= Tugas yang Dikerjakan =
• 1. Jawablah pertanyaan berikut berdasarkan teks tentang rebutan kursi ketua PMI.
(a) Sudah berapa lama Jusuf Kalla memimpin PMI saat terpilih kembali?
(b) Pada Munas PMI ke berapa dan di kota mana Jusuf Kalla terpilih kembali?
(c) Siapa Ketua Ruang Kebijakan Kesehatan Indonesia (RUKKI)?
• 2. Ketik ulang bagian teks tentang rebutan kursi ketua PMI, dimulai dari "Keputusan ini disebut" dan diakhiri dengan "itu ke kepolisian.".
• 3. Lanjutkan teks tentang rebutan kursi ketua PMI setelah kalimat terakhirnya.

= Kutipan Halaman =
········

Jusuf Kalla dan Agung Laksono rebutan kursi ketua Palang Merah Indonesia

Dua politisi senior Partai Golkar, Jusuf Kalla (JK) dan Agung Laksono, berseteru memperebutkan kursi ketua umum Palang Merah Indonesia (PMI). Bahkan pertarungan itu kini masuk ke ranah hukum.
Perseteruan bermula ketika Jusuf Kalla, yang telah memimpin PMI selama 15 tahun, terpilih kembali secara aklamasi sebagai ketum untuk periode 2024-2029 di Musyawarah Nasional (Munas) PMI ke-22 di Jakarta, Minggu (08/12).
Keputusan ini disebut membuat kecewa beberapa pihak yang kemudian melakukan munas tandingan. Hasilnya menetapkan Agung Laksono sebagai ketum. Tak tinggal diam, JK kemudian melaporkan pesaingnya itu ke kepolisian.
Ketua Ruang Kebijakan Kesehatan Indonesia (RUKKI), Mouhamad Bigwanto. menyebut perebutan posisi ketua umum ini sebagai “kisruh yang sangat memalukan” karena telah mencoreng nama PMI sebagai lembaga kemanusiaan dan bahkan akan mengurangi kepercayaan publik terhadapnya.
Mengapa kursi ketua PMI menjadi rebutan?

········

= Data yang Diberikan =
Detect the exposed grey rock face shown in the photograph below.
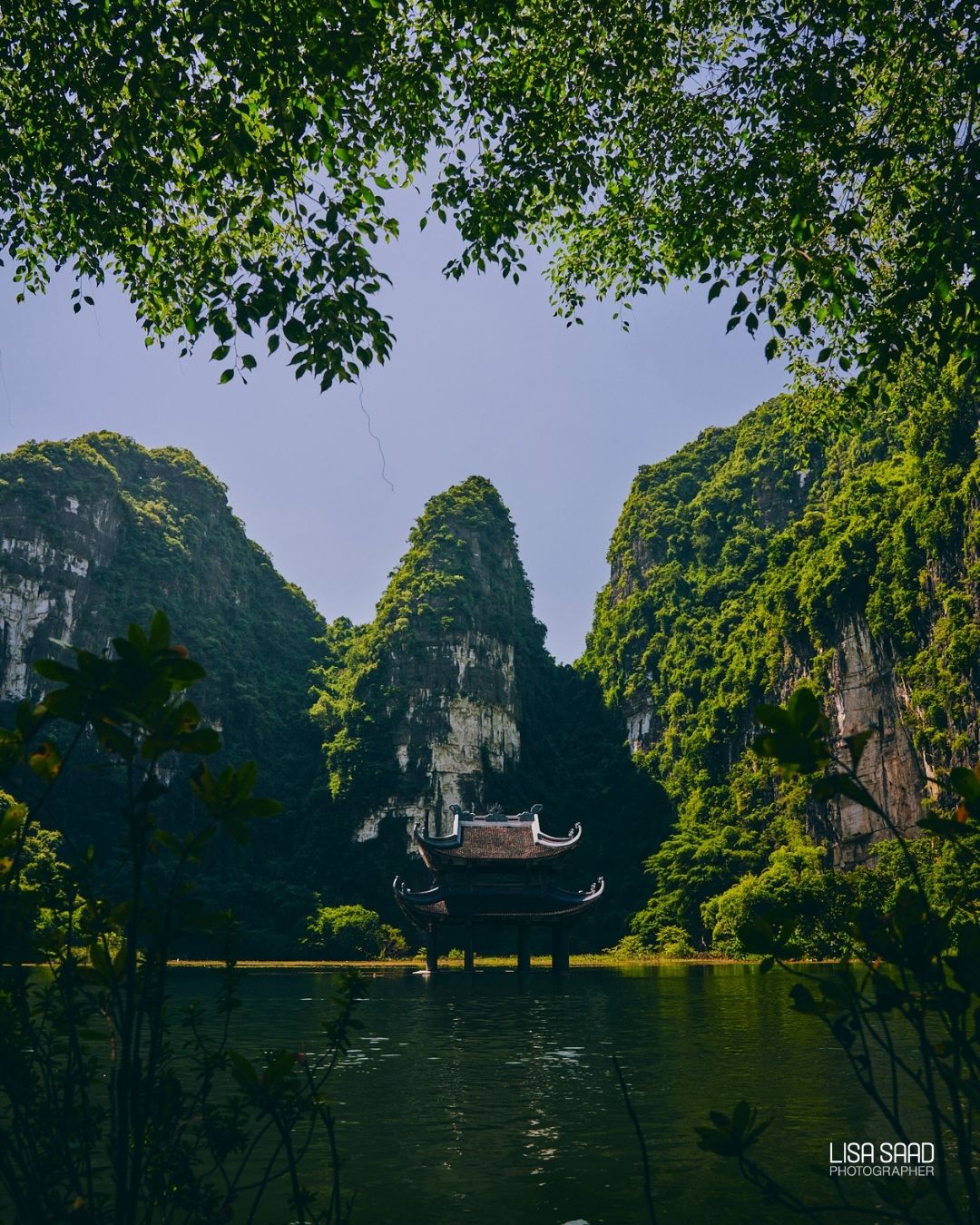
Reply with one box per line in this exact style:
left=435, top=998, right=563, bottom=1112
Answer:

········

= Kunci Jawaban Latihan =
• 1.
(a) 15 tahun.
(b) Munas PMI ke-22 di Jakarta.
(c) Mouhamad Bigwanto.

• 2.
Keputusan ini disebut membuat kecewa beberapa pihak yang kemudian melakukan munas tandingan. Hasilnya menetapkan Agung Laksono sebagai ketum. Tak tinggal diam, JK kemudian melaporkan pesaingnya itu ke kepolisian.

• 3.
Guru Besar Ilmu Administrasi Pembangunan Kesehatan Universitas Indonesia, Prof. Ede Surya Darmawan, menduga perebutan terjadi karena PMI memiliki sumber daya manusia dan juga sumber daya besar yang rawan dipolitisasi.
“Ada sumber daya manusia di situ, ada pengelolaan keuangan di situ, ada aktivitas di situ, kemudian ada implikasi. Implikasinya sederhananya, kalau saya jadi ketua PMI kan saya terkenal, punya daya tawar. Itu semua bisa dikapitalisasi menjadi kekuatan politik,” kata Ede kepada wartawan BBC News Indonesia Selasa (10/12).
Untuk sumber daya manusia, Ede berkata, PMI memiliki jaringan pengurus yang luas, hampir di seluruh Indonesia.
“Pengurus PMI ada di lebih 30 provinsi, lebih dari 500 kabupaten kota, ribuan kecamatan dan desa. Dan PMI itu hingga ke sekolah-sekolah dengan palang merah remaja. Itu kan sebuah kekuatan,” katanya.
Belum lagi dengan total relawan PMI yang jumlahnya jutaan orang. Data per Februari 2019 disebutkan bahwa PMI memiliki hampir 1,5 juta sukarelawan yang terlibat dalam pelayanan PMI.
Kekuatan lainnya, kata Ede, adalah adanya sumber daya uang di PMI.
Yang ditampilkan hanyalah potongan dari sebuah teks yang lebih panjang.